Start of ENTRIES PROVIDED

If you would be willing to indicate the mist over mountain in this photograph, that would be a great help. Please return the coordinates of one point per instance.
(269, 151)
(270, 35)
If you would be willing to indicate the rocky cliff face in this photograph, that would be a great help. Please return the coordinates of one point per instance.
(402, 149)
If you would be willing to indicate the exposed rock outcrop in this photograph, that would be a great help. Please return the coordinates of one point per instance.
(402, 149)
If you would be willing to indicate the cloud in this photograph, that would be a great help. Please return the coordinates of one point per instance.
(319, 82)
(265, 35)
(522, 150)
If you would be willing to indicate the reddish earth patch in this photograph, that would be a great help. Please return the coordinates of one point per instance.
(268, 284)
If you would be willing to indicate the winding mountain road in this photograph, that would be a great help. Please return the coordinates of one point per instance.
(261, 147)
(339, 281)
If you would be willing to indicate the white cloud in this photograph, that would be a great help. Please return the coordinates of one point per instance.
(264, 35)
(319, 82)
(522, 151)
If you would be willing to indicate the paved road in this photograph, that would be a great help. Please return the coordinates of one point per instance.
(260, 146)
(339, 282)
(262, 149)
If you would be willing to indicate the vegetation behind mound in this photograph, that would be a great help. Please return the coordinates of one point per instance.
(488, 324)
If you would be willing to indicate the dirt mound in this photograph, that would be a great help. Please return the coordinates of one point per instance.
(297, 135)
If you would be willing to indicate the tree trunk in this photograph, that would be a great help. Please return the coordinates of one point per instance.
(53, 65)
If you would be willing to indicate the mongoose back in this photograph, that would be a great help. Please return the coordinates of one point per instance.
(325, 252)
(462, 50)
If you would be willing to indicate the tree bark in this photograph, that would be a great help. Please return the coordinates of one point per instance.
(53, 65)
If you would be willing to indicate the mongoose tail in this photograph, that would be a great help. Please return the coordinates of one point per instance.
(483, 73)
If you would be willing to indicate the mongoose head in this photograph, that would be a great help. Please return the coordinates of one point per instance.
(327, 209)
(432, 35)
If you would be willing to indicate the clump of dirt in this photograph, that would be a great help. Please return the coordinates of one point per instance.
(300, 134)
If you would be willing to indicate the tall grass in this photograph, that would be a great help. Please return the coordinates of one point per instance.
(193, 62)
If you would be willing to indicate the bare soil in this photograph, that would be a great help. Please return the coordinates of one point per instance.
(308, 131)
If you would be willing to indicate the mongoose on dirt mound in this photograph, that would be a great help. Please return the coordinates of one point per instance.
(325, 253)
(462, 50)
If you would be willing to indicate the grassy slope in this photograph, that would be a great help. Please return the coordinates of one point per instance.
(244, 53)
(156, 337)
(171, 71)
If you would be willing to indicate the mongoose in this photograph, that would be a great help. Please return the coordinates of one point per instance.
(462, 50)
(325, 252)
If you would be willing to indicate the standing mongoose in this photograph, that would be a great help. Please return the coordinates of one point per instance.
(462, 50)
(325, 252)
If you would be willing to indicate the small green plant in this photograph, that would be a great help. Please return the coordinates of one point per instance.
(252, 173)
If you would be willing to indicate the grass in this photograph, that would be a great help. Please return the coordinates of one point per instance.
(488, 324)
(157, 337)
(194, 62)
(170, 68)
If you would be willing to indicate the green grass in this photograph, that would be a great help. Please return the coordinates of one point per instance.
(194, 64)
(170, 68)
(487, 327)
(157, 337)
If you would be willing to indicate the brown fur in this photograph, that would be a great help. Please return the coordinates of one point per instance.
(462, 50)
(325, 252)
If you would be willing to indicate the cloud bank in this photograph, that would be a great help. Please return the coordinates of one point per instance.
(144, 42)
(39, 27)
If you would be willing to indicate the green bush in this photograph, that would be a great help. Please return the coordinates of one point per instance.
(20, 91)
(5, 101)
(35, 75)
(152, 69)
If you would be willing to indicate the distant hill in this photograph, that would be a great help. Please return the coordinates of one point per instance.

End of ENTRIES PROVIDED

▶ **PROBLEM DETAILS**: When you answer, return each line of the material exactly as it was written.

▶ **TASK SOLUTION**:
If you would be willing to indicate the mist over mountain in this photograph, that would be a great help. Please return the coordinates of one point per instance.
(269, 151)
(270, 35)
If you would be willing to indicate the rocky cliff face in this photograph, that would be a great help. Please return the coordinates of one point per instance.
(402, 149)
If you would be willing to indicate the exposed rock outcrop in this photograph, that would be a great help. Please return the coordinates of one point per instance.
(402, 149)
If you would be willing to indicate the cloud in this photograph, that would be a great help. Please return the coordinates of one point per instance.
(319, 82)
(265, 35)
(522, 150)
If you would be willing to indicate the reddish earth patch in this photograph, that would be a great help. Please return the coordinates of one point per instance.
(268, 284)
If you would be willing to indicate the winding mountain road in this photograph, that would be a great help. Please return the coordinates of one point per instance.
(261, 147)
(339, 281)
If you would be willing to indicate the white cloud in this photograph, that would be a great help. Please return the coordinates of one point per instance.
(264, 35)
(319, 82)
(522, 151)
If you would be willing to indicate the paved road in this photograph, that would be a great help. Please return the coordinates of one point per instance.
(260, 146)
(339, 282)
(262, 149)
If you would be willing to indicate the vegetation behind mound in this photograph, that would be a great help. Please return the coordinates of one point per instance.
(488, 324)
If you would be willing to indicate the dirt mound in this photograph, that would be a great help. Please return the coordinates of one point per instance.
(297, 135)
If you would be willing to indicate the tree trunk in this photograph, that would be a great help. Please return the coordinates of one point per instance.
(53, 65)
If you would be willing to indicate the mongoose back in this photograph, that would be a great help. Please return the coordinates of one point per instance.
(325, 252)
(462, 50)
If you would be willing to indicate the tree bark in this photograph, that would be a great help. Please return the coordinates of one point per instance.
(53, 65)
If you would be willing to indicate the mongoose tail in this photograph, that would be a great help. Please return the coordinates of one point per instance.
(483, 73)
If you would be willing to indicate the mongoose head in this photograph, that would be a great help. Please return the coordinates of one point per instance.
(327, 209)
(432, 35)
If you would be willing to indicate the clump of dirt in this photograph, that would be a great help. Please return the coordinates of one point per instance.
(300, 134)
If you would be willing to indicate the tall grass in this photograph, that would be a great help. Please return the coordinates of one point per instance.
(193, 62)
If you would be willing to indicate the bare soil in this photograph, that would be a great help. Please return the coordinates of one point per instance.
(308, 131)
If you would be willing to indicate the mongoose on dirt mound in this photograph, that would be a great help. Please return the coordinates of one point per instance.
(325, 253)
(462, 50)
If you would be willing to indicate the grassy slope in this photograph, that would be a great help. Please return the coordinates of one point per instance.
(244, 53)
(156, 337)
(171, 71)
If you would be willing to indicate the mongoose in this photograph, that would be a great help. Please return the coordinates of one point per instance.
(462, 50)
(325, 252)
If you would be willing to indicate the standing mongoose in this photograph, that would be a great help. Please return the coordinates of one point per instance.
(462, 50)
(325, 252)
If you would be willing to indicate the small green plant in this photograph, that would be a great help. Please return the coordinates of one point per instance.
(252, 173)
If you would be willing to indicate the grass in this photograph, that would be a great help. Please return the coordinates of one point per instance.
(488, 324)
(157, 337)
(194, 62)
(170, 68)
If you would be willing to indicate the green grass in this photograph, that would be a great help. Please return the coordinates of one point per instance.
(194, 64)
(170, 68)
(487, 327)
(157, 337)
If you would be willing to indicate the brown fur in this photograph, that would be a great help. Please return the coordinates of one point per instance.
(462, 50)
(325, 252)
If you would be willing to indicate the cloud bank in this photograph, that would be a great help. Please return the coordinates of one point per instance.
(144, 42)
(39, 27)
If you would be willing to indicate the green bush in this photograph, that would be a great help. Please return the coordinates of one point per instance.
(20, 91)
(5, 101)
(35, 75)
(152, 69)
If you would be willing to indicate the distant hill in this photograph, that would be a great help. Please return the coordinates of one point per instance.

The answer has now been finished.